### Directions
List every line of the entries below that contains the string "slope", copying each such line in full.

(Excerpts from pointing data)
[start]

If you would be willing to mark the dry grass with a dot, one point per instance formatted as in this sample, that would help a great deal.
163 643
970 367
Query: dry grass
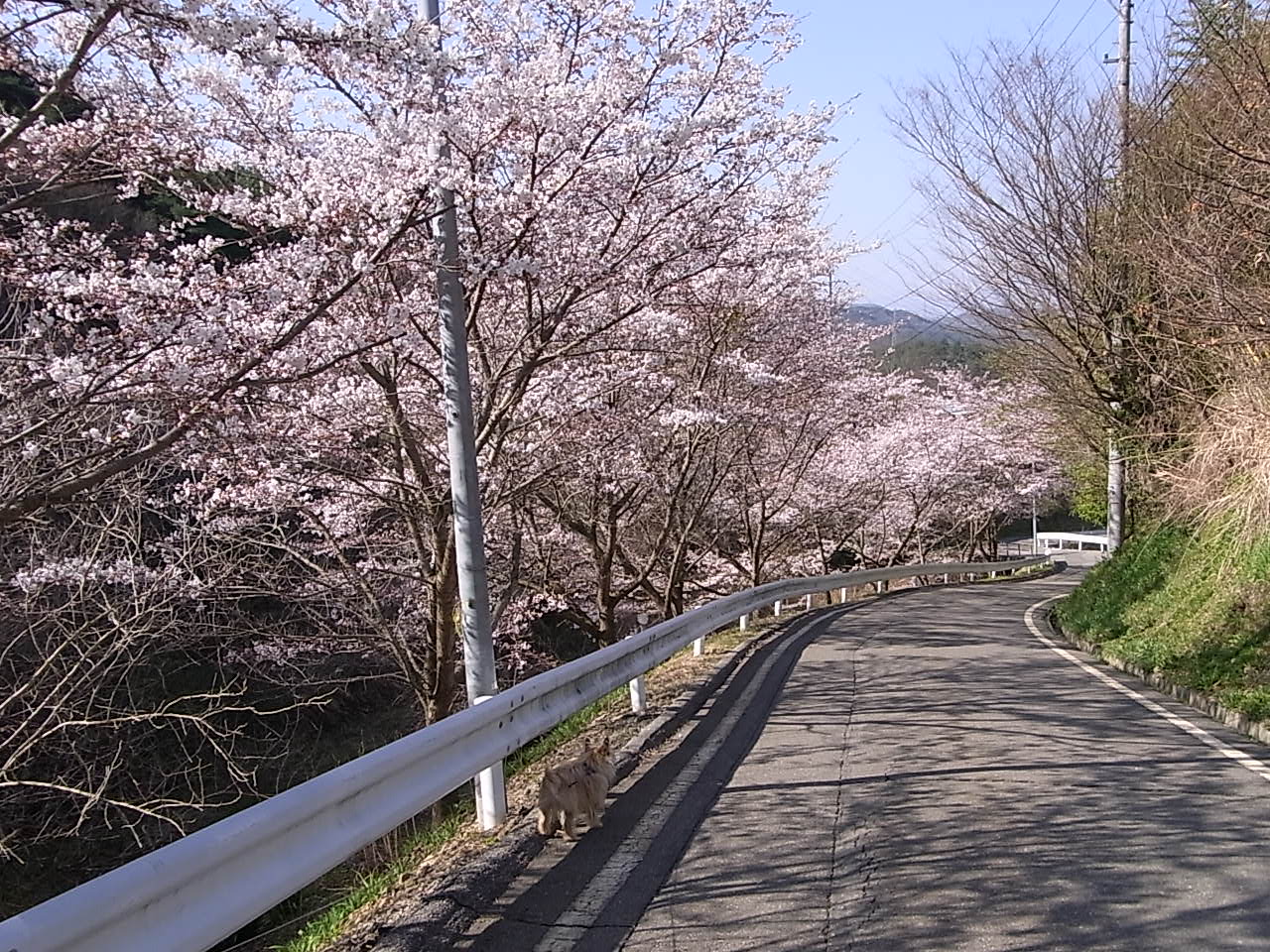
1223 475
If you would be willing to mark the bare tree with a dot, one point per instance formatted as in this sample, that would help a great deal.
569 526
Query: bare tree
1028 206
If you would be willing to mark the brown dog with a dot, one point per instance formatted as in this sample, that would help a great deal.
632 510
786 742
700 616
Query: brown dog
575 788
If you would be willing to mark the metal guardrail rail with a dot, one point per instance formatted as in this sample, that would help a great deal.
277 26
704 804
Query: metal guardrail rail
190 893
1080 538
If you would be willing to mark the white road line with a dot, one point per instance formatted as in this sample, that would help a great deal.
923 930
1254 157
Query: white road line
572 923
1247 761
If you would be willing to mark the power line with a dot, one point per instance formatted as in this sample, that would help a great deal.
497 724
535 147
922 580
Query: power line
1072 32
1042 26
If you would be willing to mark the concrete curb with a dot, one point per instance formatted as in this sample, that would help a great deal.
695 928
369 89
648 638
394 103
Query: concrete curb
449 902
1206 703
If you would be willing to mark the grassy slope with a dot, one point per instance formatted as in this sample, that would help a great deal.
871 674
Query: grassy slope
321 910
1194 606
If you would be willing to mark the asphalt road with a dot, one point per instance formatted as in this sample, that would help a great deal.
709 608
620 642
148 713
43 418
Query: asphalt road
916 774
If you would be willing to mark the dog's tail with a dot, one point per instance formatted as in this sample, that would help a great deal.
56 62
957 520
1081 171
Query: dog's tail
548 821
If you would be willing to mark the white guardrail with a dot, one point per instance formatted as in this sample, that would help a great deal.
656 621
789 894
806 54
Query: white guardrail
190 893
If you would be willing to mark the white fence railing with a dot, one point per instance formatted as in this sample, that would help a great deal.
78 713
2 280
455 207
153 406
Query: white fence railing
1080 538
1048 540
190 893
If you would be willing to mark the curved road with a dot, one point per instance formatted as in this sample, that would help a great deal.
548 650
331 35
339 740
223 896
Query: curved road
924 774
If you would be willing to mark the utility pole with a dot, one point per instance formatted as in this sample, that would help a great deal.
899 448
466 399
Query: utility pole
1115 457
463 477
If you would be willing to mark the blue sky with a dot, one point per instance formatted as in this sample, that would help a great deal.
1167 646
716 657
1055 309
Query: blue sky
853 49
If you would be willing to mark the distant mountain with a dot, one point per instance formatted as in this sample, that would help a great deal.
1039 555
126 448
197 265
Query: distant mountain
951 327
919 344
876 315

[end]
[start]

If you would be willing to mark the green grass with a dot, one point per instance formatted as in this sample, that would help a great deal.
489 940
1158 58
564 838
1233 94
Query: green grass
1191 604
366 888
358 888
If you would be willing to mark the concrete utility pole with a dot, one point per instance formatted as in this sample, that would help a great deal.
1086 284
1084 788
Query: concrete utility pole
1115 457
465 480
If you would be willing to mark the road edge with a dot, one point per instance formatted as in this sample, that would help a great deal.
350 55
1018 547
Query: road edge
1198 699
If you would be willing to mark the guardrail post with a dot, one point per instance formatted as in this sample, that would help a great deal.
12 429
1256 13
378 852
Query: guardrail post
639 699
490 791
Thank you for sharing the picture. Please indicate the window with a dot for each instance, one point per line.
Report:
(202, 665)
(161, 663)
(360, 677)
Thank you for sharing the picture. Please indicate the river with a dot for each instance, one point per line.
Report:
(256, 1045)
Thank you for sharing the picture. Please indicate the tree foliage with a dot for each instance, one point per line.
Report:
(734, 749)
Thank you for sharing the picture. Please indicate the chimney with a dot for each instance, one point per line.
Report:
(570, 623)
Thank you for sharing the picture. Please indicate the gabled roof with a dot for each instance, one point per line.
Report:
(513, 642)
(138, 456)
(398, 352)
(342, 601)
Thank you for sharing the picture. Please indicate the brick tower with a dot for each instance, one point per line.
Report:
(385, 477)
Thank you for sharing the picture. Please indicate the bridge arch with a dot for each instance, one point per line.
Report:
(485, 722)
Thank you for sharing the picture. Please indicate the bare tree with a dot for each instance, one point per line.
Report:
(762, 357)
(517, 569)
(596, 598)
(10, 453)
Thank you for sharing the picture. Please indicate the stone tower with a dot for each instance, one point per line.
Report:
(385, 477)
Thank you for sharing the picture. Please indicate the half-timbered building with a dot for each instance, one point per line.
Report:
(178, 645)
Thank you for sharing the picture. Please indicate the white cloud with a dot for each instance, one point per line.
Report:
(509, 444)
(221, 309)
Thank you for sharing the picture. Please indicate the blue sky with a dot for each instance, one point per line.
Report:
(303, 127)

[end]

### Response below
If you would be willing to mark the grassy slope with a dot, one point per instance formatted as in this sample, that would help a great deal.
Query: grassy slope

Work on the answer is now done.